__Kaynak Metin__:
Bir insan avcı olur da, avcı kuş beslemez mi?.. Sanırız Sultan IV. Mehmed'in böyle kuşları vardı ve Kösem Sultan bunu hatırlıyordu. Osmanlı sarayında doğancılar, sekbanlar, çaylak avcıları, akbaba avcıları, atmaca avcıları, zağarcılar, saksoncular ve samsoncular gibi kuşla ilgili av görevlileri vardı. Sultan IV. Mehmed'in oğlu Sultan II. Mustafa(1664-1703) da ava meraklı idi, ondan sonraki padişahlar avla ilgilenmemişlerdir.

Varlık- Deli İbrâhim boğdurulduktan sonra, nasıl karısı dediniz?
Zerrin Bey- Karışı sağ kalıyor. Sizin gelininiz... Aynı zamanda rakibiniz tabii...
V- ..... ...
ZB- Neyse efendim. Sizi yordum, özür dilerim.
V- Söyledim ya, sizin kitaplarınız bizim kitaplarımıza uymuyor.
İdâreci- Bu isim tutmadı, efendim.

Bir veri kümesinden alıntı
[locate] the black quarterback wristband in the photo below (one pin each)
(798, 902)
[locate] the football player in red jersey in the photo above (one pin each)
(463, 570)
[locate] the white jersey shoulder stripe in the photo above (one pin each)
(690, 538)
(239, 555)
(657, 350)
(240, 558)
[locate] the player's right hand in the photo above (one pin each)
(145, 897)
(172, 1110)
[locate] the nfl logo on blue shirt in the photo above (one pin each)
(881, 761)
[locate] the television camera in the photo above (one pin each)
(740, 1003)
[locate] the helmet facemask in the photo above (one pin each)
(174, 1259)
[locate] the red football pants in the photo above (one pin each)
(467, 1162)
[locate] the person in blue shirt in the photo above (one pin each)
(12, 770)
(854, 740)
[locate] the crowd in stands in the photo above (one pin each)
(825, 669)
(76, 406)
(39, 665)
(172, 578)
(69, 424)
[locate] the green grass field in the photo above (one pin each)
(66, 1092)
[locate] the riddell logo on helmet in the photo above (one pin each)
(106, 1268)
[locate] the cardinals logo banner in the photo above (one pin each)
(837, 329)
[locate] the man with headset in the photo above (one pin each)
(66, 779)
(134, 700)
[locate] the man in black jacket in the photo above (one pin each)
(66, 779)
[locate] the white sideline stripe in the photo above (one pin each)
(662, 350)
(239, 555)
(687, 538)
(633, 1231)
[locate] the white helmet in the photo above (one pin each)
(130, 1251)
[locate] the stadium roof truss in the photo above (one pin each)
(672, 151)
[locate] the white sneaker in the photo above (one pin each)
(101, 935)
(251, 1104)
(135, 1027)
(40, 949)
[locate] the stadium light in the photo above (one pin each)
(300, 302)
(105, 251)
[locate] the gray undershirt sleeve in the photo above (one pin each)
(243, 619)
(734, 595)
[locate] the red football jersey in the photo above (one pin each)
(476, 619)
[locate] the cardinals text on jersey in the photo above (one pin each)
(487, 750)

__Çalışma Yönergeleri__:
A) Osmanlı sarayında avdan söz eden kaynak metne göre Sultan II. Mustafa kimin oğluydu?
B) Osmanlı sarayında avdan söz eden kaynak metni son satırından sonra gelecek biçimde sürdürün.

__Alıştırma Cevapları__:
A) Sultan IV. Mehmed'in oğluydu.

B)
ZB- Müsaade buyurur musunuz, ben size isim sayayım, bunlardan birini seçsin.
V- Buyurun.
ZA- Hürrem Sultan, Hatice Sultan, Hayriye Sultan, Turhan Sultan, Hafize Sultan,
Bafo Sultan...
V- Hürrem Sultan.
ZB- Değil. Hürrem Sultan, Kanunî Sultan süleyman'ın karısı.
İ- Bu isimler tutmadı işte. Bunu neden cevaplandıramadınız? Haklı olarak
arkadaşlarda Kösem Sultan olmadığınız intibaı uyandı. Bu ismi hatırlamanız
icâbederdi.
V- İnanmıyorsun demek?
İ- Elimideki bililere göre tutmadı... Peki, bize inandrıcı vak'alar anlatın.
V- Meselâ?.. kendimden mi?... Bir hayli anlattım zannediyorum. Bunda takılanlar
var mı?
İ- Yok, efendim. v- Var... İçinizde biri var... Düşünüyor... sorsun.
ZB- Ben, evet... Yanlış anlamadıysam, kendilerini Kösem Sultan olarak tanıttılar
ve Anastas gibi...
V- ANASTASIA...
ZS- Evet. En meşhur târihler Kösem Sultan'ın Çerkez olduğunu yazarlar. Kösem
Sultan'ın hiç hıristiyanlıkla, Rumlukla alâkası yoktur. Saray'a intisap ettiği zaman da
Müslüman'dı. Ve tuhaf bir şey, çok gaddar ve zâlim olmasına rağmen 5 vakit
namaz kılar, Kur'an-ı Kerim okurdu.
V- Hayır!
ZB- Ama târih böyle söylüyor.
V- Hayır, hayır!
ZB- Ama hâlâ Topkapı Sarayı'nda Kösem Sultan'a âit Mushaf-ı Şerif vardır.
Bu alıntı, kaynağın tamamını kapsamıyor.